*Selection*
>>>>>
Editor’s Pick: ADD THE WORDS

by Michael Guillén

In my first political science class at San Francisco State University in the mid-’70s, my professor argued that without practicing solidarity with the struggles of disempowered people, political change could never be effected.  Solidarity became the introductory lynchpin to an engaged activism that resisted pluralistic efforts to divide and conquer.  “Unless you can feel solidarity with the cultural critiques proposed in Malcolm X’s autobiography and the prison letters of George Jackson,” my professor insisted, “you will never understand the plight of Black people in the United States.” 

Up went the red flag, and my hand.  “I find it problematic to be in solidarity with Malcolm X, whose biography I’ve read, and George Jackson, whose prison letters I’ve read, when they are both so unapologetically homophobic,” I countered.  “Are you saying there is a hierarchy to solidarity with some causes being of central importance over others?”  The rest of the class was spent in argument over how the nascent LGBT movement could be in solidarity with Black Power and I don’t remember walking away from that class with any clear resolution.  Solidarity, from the get-go, was defined straight off as an activity conflicted by conscience and circumstance.

Decades later and the practice of political solidarity remains a historical juggle of noble causes and relevant concerns.  At its best it can appear obvious and consensual; at its worst, contentious and debatable.  In the first camp would be my solidarity—and my hopes for Bay Area solidarity—with a documentary project emerging from the State of Idaho: Michael Gough and Cammie Pavesic’s Add the Words  (2014), which chronicles that state’s conservative legislature and its eight-year refusal to add four words—”sexual orientation” and “gender identity”—to the state’s existing Human Rights Act.  I fully anticipate seeing this film in next year’s Frameline program as representative of the continuing state-by-state struggle for gay rights.  You heard it here first.

add the words_poster

Unfortunately, here in San Francisco it hasn’t taken very long for the average queer to take their liberties for granted.  I sometimes worry that the street activism of the ’70s and ’80s is being purposely forgotten as choices shift to more commodified preoccupations: What to buy?  Where to shop?  Was our freedom won only to be reconfigured as a target market?  Was our emancipation all about purchasing power?
<<<<<
*Records for this exercise*
>>>>>
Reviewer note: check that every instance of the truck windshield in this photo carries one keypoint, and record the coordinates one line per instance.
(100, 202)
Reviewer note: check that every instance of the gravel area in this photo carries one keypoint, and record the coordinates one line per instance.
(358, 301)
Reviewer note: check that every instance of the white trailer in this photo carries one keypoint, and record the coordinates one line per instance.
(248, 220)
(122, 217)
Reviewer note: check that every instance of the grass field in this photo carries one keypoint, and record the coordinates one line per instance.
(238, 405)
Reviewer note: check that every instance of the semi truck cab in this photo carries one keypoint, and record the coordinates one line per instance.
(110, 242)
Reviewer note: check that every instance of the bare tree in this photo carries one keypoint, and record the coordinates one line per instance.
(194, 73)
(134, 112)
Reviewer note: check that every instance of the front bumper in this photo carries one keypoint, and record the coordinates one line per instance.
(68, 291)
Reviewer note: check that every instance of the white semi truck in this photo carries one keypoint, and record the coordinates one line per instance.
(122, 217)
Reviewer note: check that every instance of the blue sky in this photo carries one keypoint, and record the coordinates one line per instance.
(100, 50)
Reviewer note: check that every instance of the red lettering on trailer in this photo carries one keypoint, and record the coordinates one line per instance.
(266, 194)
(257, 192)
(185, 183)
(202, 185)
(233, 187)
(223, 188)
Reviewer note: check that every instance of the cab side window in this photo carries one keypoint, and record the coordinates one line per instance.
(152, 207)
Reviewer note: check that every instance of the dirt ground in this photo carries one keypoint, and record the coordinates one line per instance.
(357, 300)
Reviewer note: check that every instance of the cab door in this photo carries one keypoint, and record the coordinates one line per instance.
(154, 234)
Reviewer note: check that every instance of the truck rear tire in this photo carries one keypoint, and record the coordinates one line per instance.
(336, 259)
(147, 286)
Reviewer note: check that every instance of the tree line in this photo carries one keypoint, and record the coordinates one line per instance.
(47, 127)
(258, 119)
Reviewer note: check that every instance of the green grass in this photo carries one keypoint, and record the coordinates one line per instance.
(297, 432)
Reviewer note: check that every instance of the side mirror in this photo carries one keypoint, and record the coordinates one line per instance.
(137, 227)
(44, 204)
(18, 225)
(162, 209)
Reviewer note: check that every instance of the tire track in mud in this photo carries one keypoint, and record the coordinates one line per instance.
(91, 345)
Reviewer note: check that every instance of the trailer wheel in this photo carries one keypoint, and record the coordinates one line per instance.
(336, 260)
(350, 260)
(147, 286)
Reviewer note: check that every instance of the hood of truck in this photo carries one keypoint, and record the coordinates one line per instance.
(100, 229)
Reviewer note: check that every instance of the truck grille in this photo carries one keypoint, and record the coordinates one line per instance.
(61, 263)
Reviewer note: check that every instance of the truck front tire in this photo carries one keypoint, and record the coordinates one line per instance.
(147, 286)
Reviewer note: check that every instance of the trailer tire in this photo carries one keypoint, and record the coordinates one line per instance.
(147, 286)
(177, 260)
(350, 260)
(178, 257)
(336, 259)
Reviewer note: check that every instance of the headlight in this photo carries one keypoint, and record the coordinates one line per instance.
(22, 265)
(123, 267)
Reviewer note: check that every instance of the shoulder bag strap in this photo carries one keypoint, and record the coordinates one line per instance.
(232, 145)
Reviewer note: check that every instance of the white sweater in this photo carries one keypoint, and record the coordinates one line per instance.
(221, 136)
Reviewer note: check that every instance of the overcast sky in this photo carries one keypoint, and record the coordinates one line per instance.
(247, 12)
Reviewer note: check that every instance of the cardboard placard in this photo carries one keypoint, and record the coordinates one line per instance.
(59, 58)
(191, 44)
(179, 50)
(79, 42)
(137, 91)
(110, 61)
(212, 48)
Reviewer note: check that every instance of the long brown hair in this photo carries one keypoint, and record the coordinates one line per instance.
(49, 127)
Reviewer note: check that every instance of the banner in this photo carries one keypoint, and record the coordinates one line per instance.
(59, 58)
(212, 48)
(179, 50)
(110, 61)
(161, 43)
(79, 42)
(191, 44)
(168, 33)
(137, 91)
<<<<<
*Exercises to complete*
1. Reproduce the entries from the line containing "Reviewer note: check that every instance of the banner" through the last line of the entries, inclusive.
2. Continue the essay on solidarity and the film Add the Words from the point where it stops.
The essay and the entries have nothing to do with each other.

*Outputs by task*
1.
Reviewer note: check that every instance of the banner in this photo carries one keypoint, and record the coordinates one line per instance.
(59, 58)
(212, 48)
(179, 50)
(110, 61)
(161, 43)
(79, 42)
(191, 44)
(168, 33)
(137, 91)

2.
“Idahomos” don’t have that luxury.  They can still be fired from their jobs, evicted from their homes, have their children taken away, and endure the daily discrimination of second-class citizenship just for choosing to love who they were born to love, let alone marrying who they love.  Idaho Governor Butch Otter and his bought-and-sold legislature have promised each legislative session that they would listen to the concerns of their gay constituencies and their allies.  Instead, they have done what Idaho state government does best: struggle to remain in the 20th century, if not even further back, by refusing to acknowledge poll figures that demonstrate a majority of Idahoans wish to end discrimination against LGBT people.  To add insult to injury, they recently tried (but failed) to pass a bill allowing discrimination on the basis of religious freedom rather than listen to arguments for the passage of an amended Human Rights Act.

Former Idaho senator Nicole LeFavour decided enough was enough and this year mobilized the “Add the Words” campaign of non-violent resistance that blocked access to legislative chambers with earnest protesters covering their mouths to symbolize how they have been silenced.  She was one of 44 activists arrested on February 3, 2014 at Boise’s Statehouse on suspicion of misdemeanor trespassing, having blocked the Idaho Senate’s entrances for more than two hours in a silent protest two months in the planning on behalf of the Add The Words campaign, an act of civil disobedience which she had organized.  Three of those arrested were juveniles, and LeFavour herself was, unexpectedly, the last person to be arrested after the Idaho Senate voted to suspend its rule which allows former members to be on the Senate floor.  The desperate gestures of a legislature wheezing into obsolescence.

By the end of February, following other protests, 122 arrests had been conducted (with some protestors being arrested more than once, and all of whom are being represented pro bono), and negotiations between LGBT-rights advocates and religiously conservative legislators had tentatively begun.  By early March, LeFavour had been arrested four times in five weeks, and in mid-March, was discovered in an act of political theater during a direct action protest after having literally hid in a closet in the Idaho Senate lounge for hours.  There is no question in my mind that Nicole LeFavour will go down in queer history as one of the giants of LGBT emancipation.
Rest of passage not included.